All entries must be transcribed without a single difference.

-- Dataset records follows --

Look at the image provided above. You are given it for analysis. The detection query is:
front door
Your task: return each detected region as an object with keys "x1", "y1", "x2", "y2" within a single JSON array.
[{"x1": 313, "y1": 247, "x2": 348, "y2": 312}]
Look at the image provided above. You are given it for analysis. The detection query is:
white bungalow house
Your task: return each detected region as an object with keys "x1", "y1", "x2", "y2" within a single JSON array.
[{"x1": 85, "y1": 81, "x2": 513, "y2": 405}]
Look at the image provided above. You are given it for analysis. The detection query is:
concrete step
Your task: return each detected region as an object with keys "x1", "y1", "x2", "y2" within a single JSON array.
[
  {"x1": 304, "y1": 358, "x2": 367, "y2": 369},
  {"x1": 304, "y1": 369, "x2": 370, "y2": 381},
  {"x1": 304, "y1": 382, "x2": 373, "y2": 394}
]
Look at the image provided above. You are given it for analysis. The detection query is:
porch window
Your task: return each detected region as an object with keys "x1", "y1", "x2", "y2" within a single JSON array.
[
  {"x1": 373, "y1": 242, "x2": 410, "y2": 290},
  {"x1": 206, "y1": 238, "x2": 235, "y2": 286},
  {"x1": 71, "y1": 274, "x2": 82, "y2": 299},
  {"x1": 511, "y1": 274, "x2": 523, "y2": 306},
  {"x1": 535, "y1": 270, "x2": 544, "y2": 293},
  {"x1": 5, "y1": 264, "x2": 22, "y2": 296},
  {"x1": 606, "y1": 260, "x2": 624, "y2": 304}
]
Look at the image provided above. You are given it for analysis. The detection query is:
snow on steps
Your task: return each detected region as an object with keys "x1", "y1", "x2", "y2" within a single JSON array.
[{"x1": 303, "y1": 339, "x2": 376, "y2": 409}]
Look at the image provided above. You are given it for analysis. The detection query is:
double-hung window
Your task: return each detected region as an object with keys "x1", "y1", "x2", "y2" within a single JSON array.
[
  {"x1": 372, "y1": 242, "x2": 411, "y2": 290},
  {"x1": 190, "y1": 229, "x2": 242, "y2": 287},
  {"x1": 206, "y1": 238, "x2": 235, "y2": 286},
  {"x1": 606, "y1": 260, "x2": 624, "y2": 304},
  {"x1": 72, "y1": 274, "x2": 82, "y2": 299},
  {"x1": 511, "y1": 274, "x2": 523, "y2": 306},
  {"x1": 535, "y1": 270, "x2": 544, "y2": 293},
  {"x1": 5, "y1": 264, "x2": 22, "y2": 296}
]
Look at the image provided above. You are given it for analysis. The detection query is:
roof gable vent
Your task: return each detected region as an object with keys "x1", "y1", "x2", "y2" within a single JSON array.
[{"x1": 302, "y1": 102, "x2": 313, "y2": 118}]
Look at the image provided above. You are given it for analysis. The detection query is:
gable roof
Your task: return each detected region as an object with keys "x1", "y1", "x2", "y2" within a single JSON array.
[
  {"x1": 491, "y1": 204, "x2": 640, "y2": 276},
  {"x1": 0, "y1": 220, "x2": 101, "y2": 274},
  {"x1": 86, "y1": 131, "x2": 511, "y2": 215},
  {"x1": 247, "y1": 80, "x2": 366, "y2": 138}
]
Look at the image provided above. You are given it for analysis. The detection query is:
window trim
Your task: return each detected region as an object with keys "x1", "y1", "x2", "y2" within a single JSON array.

-- Dataset records concluded --

Output for this task:
Look at the image provided above. You are given it for analysis. The detection query is:
front door
Your task: return each detected region as an object with keys "x1", "y1", "x2", "y2" within a single JSON array.
[{"x1": 313, "y1": 247, "x2": 348, "y2": 312}]
Look at the image provided above. You are given it for analysis. The detection query is:
white bungalow house
Your task: return each detected region as an object with keys "x1", "y1", "x2", "y2" within a single JSON array.
[{"x1": 85, "y1": 81, "x2": 513, "y2": 405}]
Look at the image provided above. You are given it for analysis. The detection query is:
concrete step
Your task: return each detected region as an object with keys "x1", "y1", "x2", "y2" within a single JSON array.
[
  {"x1": 304, "y1": 358, "x2": 367, "y2": 369},
  {"x1": 304, "y1": 369, "x2": 370, "y2": 381},
  {"x1": 304, "y1": 382, "x2": 373, "y2": 394}
]
Look at the image provided above. You are given it for analysis. The detection query is:
porch window
Your task: return each detected region as an object with keys "x1", "y1", "x2", "y2" within a single JSON array.
[
  {"x1": 373, "y1": 242, "x2": 410, "y2": 290},
  {"x1": 206, "y1": 238, "x2": 235, "y2": 286},
  {"x1": 71, "y1": 274, "x2": 82, "y2": 299},
  {"x1": 511, "y1": 274, "x2": 523, "y2": 306},
  {"x1": 535, "y1": 270, "x2": 544, "y2": 293},
  {"x1": 5, "y1": 264, "x2": 22, "y2": 296},
  {"x1": 606, "y1": 260, "x2": 624, "y2": 304}
]
Look at the image provided above. You are given it for analysis. The detection query is:
snow on steps
Your task: return each detected region as an object with keys "x1", "y1", "x2", "y2" within a single JSON array.
[{"x1": 303, "y1": 339, "x2": 376, "y2": 409}]
Look at the image provided above. You are given it for analysis. The detection query is:
double-hung window
Your task: return each detected region as an object with keys "x1", "y1", "x2", "y2" within a single JSON array.
[
  {"x1": 372, "y1": 242, "x2": 411, "y2": 290},
  {"x1": 190, "y1": 229, "x2": 242, "y2": 287},
  {"x1": 206, "y1": 238, "x2": 235, "y2": 286},
  {"x1": 606, "y1": 260, "x2": 624, "y2": 304},
  {"x1": 72, "y1": 274, "x2": 82, "y2": 299},
  {"x1": 511, "y1": 274, "x2": 523, "y2": 306},
  {"x1": 535, "y1": 270, "x2": 544, "y2": 293},
  {"x1": 5, "y1": 264, "x2": 22, "y2": 296}
]
Look at the image provided above. You are given it for analysis. The detection query is:
roof gable vent
Your task: return each detected region as an object with keys "x1", "y1", "x2", "y2" within a single JSON array.
[{"x1": 302, "y1": 102, "x2": 313, "y2": 118}]
Look at the image provided above. You are given it for analysis. The detection query is:
gable roof
Your task: return each detected region as an object with keys "x1", "y1", "x2", "y2" within a single JSON array.
[
  {"x1": 491, "y1": 204, "x2": 640, "y2": 276},
  {"x1": 0, "y1": 220, "x2": 101, "y2": 274},
  {"x1": 86, "y1": 131, "x2": 511, "y2": 215},
  {"x1": 247, "y1": 80, "x2": 366, "y2": 138}
]
Look at the image provided above. You are given it for analysis. The detection query is:
window trim
Your task: return each detected region as an object with keys "x1", "y1", "x2", "y2" within a single JSON array.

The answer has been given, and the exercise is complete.